Aim of the exercise - Copy out the lines without any change, starting at the line containing "weathered branch -> outlines, every instance" and ending at the line containing "289 164 L 281", with both of those lines included.

Region annotation lines -

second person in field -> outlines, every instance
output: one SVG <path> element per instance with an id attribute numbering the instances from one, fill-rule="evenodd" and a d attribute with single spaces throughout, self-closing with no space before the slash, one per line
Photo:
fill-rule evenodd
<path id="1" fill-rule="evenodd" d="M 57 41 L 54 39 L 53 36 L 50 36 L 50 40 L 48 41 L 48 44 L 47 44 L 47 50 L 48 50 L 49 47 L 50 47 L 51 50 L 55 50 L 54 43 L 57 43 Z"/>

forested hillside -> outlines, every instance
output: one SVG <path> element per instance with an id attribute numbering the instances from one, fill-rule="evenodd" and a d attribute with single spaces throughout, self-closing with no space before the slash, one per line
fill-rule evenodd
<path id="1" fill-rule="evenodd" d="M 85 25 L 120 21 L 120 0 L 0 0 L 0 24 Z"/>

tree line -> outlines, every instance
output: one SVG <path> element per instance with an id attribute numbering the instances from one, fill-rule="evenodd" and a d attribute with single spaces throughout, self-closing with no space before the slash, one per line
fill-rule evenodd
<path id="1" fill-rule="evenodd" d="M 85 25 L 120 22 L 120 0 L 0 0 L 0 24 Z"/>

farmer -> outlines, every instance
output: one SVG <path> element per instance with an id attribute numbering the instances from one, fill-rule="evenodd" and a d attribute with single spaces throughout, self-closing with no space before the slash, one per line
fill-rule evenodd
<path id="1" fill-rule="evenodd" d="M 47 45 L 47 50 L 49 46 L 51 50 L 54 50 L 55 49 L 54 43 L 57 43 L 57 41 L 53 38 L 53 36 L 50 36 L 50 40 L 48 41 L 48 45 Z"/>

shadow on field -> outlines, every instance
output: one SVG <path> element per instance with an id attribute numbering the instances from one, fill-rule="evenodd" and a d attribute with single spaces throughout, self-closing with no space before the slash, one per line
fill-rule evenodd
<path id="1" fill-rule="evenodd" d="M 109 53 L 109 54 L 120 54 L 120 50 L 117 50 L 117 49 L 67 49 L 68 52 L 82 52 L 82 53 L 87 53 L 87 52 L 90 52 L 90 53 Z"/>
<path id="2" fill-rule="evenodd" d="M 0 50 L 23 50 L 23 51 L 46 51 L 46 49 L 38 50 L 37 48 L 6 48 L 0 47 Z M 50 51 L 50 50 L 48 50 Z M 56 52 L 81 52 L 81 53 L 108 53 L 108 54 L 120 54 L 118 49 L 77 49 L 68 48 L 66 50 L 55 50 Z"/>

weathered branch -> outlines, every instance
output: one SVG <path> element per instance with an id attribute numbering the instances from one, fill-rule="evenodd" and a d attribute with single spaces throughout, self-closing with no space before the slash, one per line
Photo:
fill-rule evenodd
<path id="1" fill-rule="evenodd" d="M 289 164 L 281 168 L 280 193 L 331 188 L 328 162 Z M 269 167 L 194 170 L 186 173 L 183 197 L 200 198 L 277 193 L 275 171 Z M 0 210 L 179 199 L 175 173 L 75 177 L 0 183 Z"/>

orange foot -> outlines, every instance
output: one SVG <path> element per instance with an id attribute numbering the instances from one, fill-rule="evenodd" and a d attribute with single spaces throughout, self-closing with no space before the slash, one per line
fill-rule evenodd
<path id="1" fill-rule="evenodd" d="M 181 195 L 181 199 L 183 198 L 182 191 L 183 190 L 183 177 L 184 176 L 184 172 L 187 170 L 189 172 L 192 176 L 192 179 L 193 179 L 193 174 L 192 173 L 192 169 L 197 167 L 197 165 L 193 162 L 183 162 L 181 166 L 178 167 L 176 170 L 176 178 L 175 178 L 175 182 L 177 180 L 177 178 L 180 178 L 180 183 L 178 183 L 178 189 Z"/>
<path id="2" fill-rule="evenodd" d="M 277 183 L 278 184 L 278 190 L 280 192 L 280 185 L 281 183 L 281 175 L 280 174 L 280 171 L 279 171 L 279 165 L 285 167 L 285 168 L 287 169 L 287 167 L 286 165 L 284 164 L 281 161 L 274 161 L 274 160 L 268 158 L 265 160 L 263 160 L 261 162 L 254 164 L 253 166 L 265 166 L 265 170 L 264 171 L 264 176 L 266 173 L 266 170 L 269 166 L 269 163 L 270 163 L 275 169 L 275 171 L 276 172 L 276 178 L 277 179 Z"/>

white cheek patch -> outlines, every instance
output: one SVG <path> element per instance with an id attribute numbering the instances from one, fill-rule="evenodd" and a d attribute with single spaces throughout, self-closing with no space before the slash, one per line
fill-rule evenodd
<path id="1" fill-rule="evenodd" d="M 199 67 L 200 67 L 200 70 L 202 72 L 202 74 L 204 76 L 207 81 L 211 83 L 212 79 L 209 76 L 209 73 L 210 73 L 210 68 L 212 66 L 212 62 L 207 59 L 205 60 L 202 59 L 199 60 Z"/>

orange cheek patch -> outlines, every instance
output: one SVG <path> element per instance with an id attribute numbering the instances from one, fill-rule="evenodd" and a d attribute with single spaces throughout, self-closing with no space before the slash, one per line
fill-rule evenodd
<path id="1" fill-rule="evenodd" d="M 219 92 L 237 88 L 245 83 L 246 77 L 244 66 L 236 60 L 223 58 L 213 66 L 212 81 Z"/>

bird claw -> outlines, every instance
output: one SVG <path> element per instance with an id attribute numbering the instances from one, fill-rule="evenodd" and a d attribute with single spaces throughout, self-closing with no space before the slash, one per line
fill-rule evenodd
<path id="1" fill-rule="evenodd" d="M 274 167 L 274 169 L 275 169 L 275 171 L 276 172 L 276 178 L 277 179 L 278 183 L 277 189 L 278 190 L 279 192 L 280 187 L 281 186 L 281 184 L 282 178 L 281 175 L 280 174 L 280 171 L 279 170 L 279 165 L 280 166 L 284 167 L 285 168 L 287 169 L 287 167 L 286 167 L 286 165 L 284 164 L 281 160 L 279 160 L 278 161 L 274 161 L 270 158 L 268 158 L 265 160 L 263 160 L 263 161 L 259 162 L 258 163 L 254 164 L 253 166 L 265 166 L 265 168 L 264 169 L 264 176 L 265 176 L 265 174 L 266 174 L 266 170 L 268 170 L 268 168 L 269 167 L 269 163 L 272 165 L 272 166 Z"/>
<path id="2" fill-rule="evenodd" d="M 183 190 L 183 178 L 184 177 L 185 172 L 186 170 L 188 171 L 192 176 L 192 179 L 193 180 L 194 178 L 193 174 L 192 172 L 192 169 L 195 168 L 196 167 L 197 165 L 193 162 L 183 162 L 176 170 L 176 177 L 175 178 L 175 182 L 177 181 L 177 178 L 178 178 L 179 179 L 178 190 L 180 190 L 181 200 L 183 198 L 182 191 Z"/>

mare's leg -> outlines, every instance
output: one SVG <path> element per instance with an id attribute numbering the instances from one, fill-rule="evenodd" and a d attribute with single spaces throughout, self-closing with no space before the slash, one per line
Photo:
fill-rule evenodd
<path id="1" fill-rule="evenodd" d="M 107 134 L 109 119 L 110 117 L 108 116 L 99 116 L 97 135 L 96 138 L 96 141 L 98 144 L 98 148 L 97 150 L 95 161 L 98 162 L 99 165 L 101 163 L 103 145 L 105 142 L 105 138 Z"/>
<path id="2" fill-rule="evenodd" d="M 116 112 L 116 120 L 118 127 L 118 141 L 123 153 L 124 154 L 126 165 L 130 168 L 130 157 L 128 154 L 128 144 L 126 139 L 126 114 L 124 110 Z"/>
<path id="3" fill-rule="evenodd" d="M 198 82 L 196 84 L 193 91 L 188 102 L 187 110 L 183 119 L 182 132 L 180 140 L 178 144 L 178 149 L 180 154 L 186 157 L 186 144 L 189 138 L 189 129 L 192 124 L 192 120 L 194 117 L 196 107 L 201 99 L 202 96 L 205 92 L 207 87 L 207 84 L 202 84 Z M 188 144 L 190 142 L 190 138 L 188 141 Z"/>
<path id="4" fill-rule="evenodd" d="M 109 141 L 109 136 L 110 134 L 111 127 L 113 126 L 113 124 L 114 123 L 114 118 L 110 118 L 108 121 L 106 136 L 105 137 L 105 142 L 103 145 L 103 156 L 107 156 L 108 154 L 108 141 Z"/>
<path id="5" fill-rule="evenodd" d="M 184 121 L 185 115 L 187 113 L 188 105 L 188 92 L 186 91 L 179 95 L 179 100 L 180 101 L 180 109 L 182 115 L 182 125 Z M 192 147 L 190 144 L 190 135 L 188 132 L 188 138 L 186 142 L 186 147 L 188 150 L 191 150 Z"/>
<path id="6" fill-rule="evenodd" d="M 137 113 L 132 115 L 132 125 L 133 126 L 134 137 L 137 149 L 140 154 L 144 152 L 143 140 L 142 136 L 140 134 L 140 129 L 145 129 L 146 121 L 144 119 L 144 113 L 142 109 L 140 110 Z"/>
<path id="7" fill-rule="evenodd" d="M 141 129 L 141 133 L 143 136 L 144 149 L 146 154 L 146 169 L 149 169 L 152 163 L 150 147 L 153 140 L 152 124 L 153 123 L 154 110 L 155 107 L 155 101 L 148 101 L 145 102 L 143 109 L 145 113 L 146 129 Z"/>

Output of the task -
weathered branch -> outlines, every instance
output: one SVG <path> element per instance with an id attribute numbering the instances from one, fill-rule="evenodd" and a d attribute with single spaces throughout, self-closing with no space before the slash, one per line
Photo:
fill-rule evenodd
<path id="1" fill-rule="evenodd" d="M 289 164 L 281 168 L 280 193 L 331 188 L 328 162 Z M 269 167 L 194 170 L 186 173 L 183 197 L 200 198 L 277 193 L 275 171 Z M 0 210 L 179 199 L 175 173 L 75 177 L 0 183 Z"/>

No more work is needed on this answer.